## Task to carry out:
Produce an exact copy of the lines from the line containing "the white rimmed" through the last line of the entries below, and only those lines.
____
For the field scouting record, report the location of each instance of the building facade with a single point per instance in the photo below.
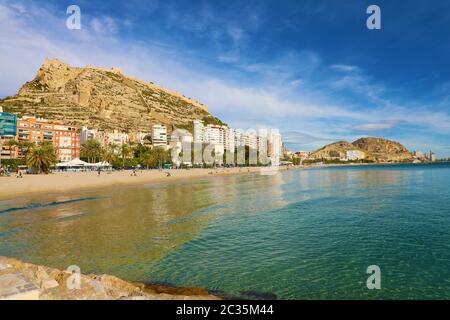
(159, 136)
(8, 131)
(64, 139)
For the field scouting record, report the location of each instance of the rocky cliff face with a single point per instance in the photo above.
(383, 150)
(102, 98)
(375, 149)
(335, 150)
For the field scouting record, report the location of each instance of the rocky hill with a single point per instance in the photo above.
(383, 150)
(335, 150)
(102, 98)
(373, 149)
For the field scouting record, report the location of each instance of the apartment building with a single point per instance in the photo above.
(8, 129)
(65, 139)
(159, 136)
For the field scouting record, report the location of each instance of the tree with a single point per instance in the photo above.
(42, 157)
(108, 156)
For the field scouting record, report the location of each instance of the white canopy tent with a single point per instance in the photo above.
(103, 164)
(75, 163)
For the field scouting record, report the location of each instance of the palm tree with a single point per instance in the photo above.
(42, 156)
(108, 156)
(12, 147)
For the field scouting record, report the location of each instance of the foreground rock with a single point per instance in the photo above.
(24, 281)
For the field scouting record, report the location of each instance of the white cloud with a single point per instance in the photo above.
(273, 100)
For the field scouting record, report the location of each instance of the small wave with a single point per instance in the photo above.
(37, 205)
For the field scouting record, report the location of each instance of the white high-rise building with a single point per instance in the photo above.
(275, 146)
(159, 135)
(229, 139)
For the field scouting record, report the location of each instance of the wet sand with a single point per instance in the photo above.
(71, 181)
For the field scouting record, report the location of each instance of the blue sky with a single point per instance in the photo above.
(310, 68)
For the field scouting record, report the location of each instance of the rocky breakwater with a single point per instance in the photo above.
(25, 281)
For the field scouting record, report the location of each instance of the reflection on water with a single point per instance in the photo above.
(123, 230)
(297, 234)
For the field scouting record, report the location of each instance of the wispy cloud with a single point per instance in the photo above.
(294, 90)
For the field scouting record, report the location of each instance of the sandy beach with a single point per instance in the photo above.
(71, 181)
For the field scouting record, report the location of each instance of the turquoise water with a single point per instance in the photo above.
(301, 234)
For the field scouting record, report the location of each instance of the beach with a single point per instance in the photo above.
(72, 181)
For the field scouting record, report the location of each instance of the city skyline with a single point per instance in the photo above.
(260, 72)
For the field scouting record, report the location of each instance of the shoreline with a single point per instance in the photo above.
(26, 281)
(60, 182)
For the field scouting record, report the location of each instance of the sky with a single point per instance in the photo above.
(310, 68)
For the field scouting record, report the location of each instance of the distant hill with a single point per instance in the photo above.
(374, 149)
(102, 98)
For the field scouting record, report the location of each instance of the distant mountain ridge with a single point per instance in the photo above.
(102, 98)
(375, 149)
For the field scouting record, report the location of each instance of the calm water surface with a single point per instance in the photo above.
(303, 234)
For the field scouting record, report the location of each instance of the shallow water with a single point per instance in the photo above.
(303, 234)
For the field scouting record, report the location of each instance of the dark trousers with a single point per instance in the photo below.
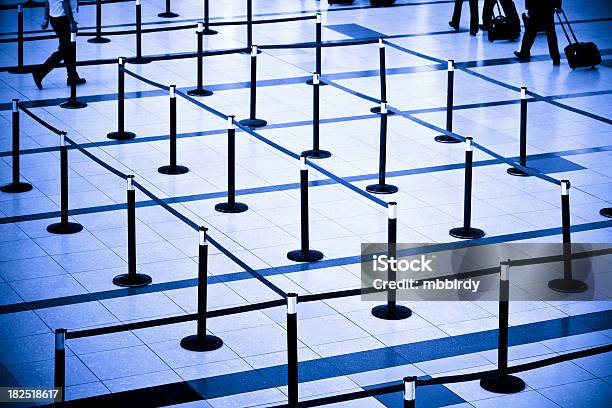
(541, 21)
(66, 50)
(507, 6)
(473, 14)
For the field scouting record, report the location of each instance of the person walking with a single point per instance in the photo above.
(540, 17)
(454, 23)
(62, 16)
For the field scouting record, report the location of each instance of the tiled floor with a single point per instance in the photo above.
(49, 281)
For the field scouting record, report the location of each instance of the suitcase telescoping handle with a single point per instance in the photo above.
(560, 12)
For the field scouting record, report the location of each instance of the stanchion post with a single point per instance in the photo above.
(98, 39)
(172, 168)
(16, 186)
(318, 49)
(200, 91)
(231, 206)
(316, 152)
(292, 353)
(64, 226)
(382, 75)
(131, 279)
(168, 12)
(567, 284)
(304, 254)
(207, 29)
(450, 86)
(391, 310)
(59, 371)
(73, 102)
(513, 171)
(252, 121)
(503, 382)
(201, 341)
(121, 134)
(410, 392)
(382, 187)
(467, 231)
(19, 69)
(138, 59)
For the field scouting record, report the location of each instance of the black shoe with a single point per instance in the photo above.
(522, 57)
(77, 81)
(37, 79)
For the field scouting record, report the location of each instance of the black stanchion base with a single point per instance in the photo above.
(300, 255)
(173, 170)
(18, 187)
(381, 189)
(194, 343)
(121, 135)
(606, 212)
(316, 154)
(232, 208)
(132, 281)
(466, 233)
(513, 171)
(309, 82)
(446, 139)
(507, 384)
(167, 14)
(385, 312)
(253, 122)
(567, 285)
(98, 40)
(64, 229)
(376, 109)
(76, 104)
(199, 92)
(19, 70)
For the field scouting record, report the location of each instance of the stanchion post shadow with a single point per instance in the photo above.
(391, 310)
(231, 206)
(172, 168)
(382, 187)
(304, 254)
(15, 186)
(567, 284)
(316, 152)
(318, 40)
(252, 121)
(513, 171)
(201, 341)
(502, 382)
(292, 353)
(207, 29)
(467, 231)
(410, 392)
(200, 91)
(98, 39)
(19, 69)
(121, 134)
(73, 102)
(138, 59)
(450, 86)
(132, 279)
(59, 362)
(64, 226)
(168, 12)
(382, 75)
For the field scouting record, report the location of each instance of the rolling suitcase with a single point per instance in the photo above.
(578, 54)
(503, 28)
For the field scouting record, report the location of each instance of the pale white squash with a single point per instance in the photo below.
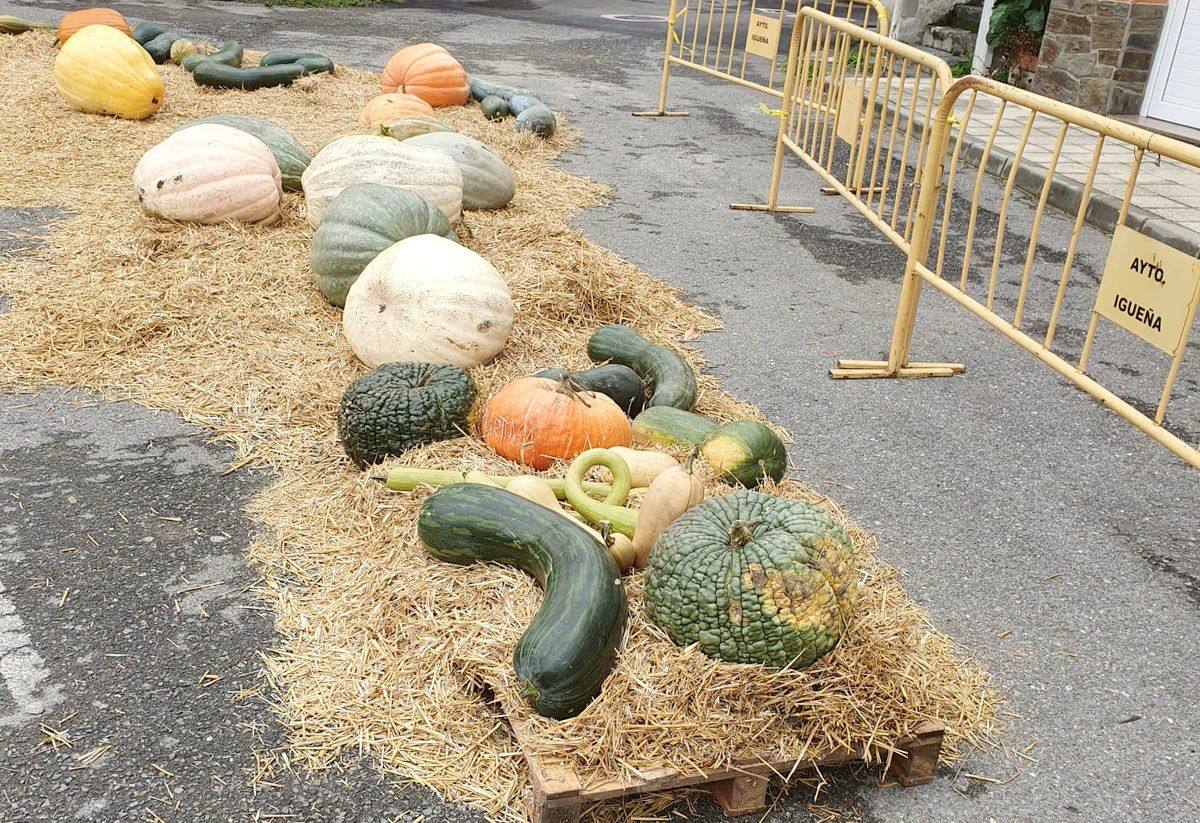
(427, 173)
(427, 299)
(486, 180)
(209, 174)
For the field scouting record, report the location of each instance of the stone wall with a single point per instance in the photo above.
(1096, 54)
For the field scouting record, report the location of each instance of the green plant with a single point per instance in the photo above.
(570, 647)
(753, 578)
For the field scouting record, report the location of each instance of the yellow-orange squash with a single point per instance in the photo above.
(72, 22)
(102, 71)
(535, 421)
(427, 71)
(390, 107)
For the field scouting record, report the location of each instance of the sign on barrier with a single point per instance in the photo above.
(1149, 288)
(718, 37)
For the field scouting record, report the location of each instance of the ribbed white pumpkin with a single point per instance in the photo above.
(427, 299)
(373, 158)
(486, 181)
(208, 174)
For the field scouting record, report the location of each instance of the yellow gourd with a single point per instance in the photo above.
(673, 492)
(645, 466)
(103, 71)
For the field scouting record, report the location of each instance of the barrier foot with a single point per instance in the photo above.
(763, 206)
(859, 370)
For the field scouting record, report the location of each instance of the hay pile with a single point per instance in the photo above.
(384, 652)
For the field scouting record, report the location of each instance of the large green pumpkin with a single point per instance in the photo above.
(360, 222)
(403, 404)
(289, 155)
(753, 578)
(486, 180)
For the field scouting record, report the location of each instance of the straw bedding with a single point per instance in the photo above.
(382, 650)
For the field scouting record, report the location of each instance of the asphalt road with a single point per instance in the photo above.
(1038, 528)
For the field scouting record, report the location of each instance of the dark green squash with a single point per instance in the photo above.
(220, 76)
(754, 578)
(312, 61)
(669, 376)
(289, 155)
(403, 404)
(742, 451)
(569, 649)
(621, 383)
(229, 54)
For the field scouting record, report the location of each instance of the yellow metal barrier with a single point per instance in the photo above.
(738, 40)
(857, 108)
(1147, 288)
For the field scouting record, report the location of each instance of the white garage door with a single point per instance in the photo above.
(1174, 90)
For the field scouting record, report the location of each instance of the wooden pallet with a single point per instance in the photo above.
(559, 796)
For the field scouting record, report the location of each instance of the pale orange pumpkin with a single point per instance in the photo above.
(535, 421)
(75, 20)
(390, 107)
(430, 72)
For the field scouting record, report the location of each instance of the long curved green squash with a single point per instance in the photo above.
(564, 656)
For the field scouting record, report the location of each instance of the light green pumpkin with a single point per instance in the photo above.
(360, 222)
(289, 155)
(753, 578)
(486, 180)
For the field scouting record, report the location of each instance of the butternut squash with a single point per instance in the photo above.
(673, 492)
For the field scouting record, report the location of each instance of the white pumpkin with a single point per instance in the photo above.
(208, 174)
(427, 299)
(486, 180)
(373, 158)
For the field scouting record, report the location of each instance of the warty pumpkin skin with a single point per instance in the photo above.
(103, 71)
(486, 180)
(753, 578)
(430, 72)
(394, 106)
(359, 224)
(75, 22)
(535, 421)
(376, 158)
(431, 300)
(208, 174)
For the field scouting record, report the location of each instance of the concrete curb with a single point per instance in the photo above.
(1067, 193)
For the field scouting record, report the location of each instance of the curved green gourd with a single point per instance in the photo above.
(754, 578)
(673, 382)
(403, 404)
(568, 650)
(595, 511)
(364, 220)
(289, 155)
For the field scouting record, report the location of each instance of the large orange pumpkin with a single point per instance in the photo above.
(390, 107)
(72, 22)
(430, 72)
(535, 421)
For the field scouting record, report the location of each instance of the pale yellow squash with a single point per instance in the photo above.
(103, 71)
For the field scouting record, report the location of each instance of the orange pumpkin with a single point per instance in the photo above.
(430, 72)
(535, 421)
(72, 22)
(395, 106)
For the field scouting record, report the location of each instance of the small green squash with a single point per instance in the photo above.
(742, 451)
(569, 649)
(493, 107)
(753, 578)
(289, 155)
(669, 374)
(403, 404)
(364, 220)
(486, 180)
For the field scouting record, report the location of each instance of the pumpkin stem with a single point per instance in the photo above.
(742, 532)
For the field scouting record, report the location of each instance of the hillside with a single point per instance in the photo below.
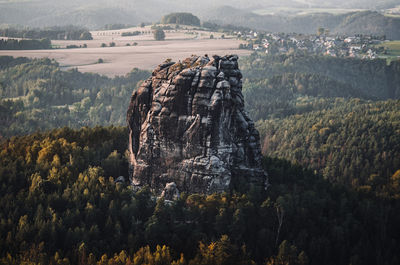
(353, 142)
(61, 204)
(366, 22)
(327, 114)
(38, 95)
(272, 83)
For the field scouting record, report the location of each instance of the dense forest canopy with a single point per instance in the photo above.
(14, 44)
(53, 33)
(62, 204)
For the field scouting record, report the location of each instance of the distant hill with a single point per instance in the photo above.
(94, 14)
(365, 22)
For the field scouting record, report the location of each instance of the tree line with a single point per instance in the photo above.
(52, 33)
(61, 204)
(13, 44)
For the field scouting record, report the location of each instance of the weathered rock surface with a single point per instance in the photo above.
(189, 130)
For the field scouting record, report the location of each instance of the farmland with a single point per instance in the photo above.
(144, 52)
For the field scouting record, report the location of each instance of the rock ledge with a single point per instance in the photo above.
(189, 130)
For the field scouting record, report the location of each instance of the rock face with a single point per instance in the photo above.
(189, 130)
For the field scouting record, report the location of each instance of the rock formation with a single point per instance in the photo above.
(189, 130)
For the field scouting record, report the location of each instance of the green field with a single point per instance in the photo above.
(393, 50)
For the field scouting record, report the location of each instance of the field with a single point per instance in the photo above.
(303, 11)
(147, 54)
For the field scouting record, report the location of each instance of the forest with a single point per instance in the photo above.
(37, 94)
(52, 33)
(331, 139)
(62, 204)
(14, 44)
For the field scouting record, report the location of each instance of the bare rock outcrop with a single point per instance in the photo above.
(188, 126)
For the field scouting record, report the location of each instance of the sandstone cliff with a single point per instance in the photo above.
(188, 126)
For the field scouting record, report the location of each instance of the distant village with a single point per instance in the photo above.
(360, 46)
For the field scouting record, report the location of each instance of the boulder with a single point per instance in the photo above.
(188, 126)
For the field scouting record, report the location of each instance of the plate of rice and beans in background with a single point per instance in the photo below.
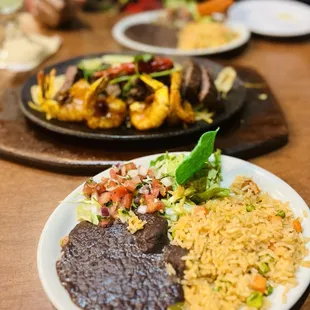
(178, 31)
(196, 230)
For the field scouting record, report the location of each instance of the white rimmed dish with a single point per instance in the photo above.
(275, 18)
(119, 34)
(63, 220)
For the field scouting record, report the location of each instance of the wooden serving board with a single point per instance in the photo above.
(258, 129)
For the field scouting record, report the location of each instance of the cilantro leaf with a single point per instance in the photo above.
(143, 58)
(197, 158)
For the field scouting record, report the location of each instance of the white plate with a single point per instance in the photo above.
(120, 28)
(63, 219)
(276, 18)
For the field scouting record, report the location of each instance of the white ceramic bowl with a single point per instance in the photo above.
(274, 18)
(63, 219)
(119, 34)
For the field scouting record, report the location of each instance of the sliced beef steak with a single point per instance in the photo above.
____
## Task solution:
For the field scouting record, report the location of each instance of the white rimmed dish with a single point per instance in the photo above.
(275, 18)
(119, 34)
(63, 220)
For the field scouting record, report the location of each instance of the wooden serving board with a single point per instance in the photo above.
(258, 129)
For the field scouting record, report the location of each instance of the cilantro leaf with a single point per instance in the photo above.
(143, 58)
(197, 158)
For the field scouting record, report the location of each instance of the white plate with a single point per instance in the photo above.
(120, 28)
(63, 219)
(276, 18)
For the field scouting record, report the location of each instance of the white ceramic bowl with a single point per instance in the photo above.
(274, 18)
(63, 219)
(119, 34)
For the field scouting record, report the location of each instance of the sliced beef steak with a single point per instance in the photo above.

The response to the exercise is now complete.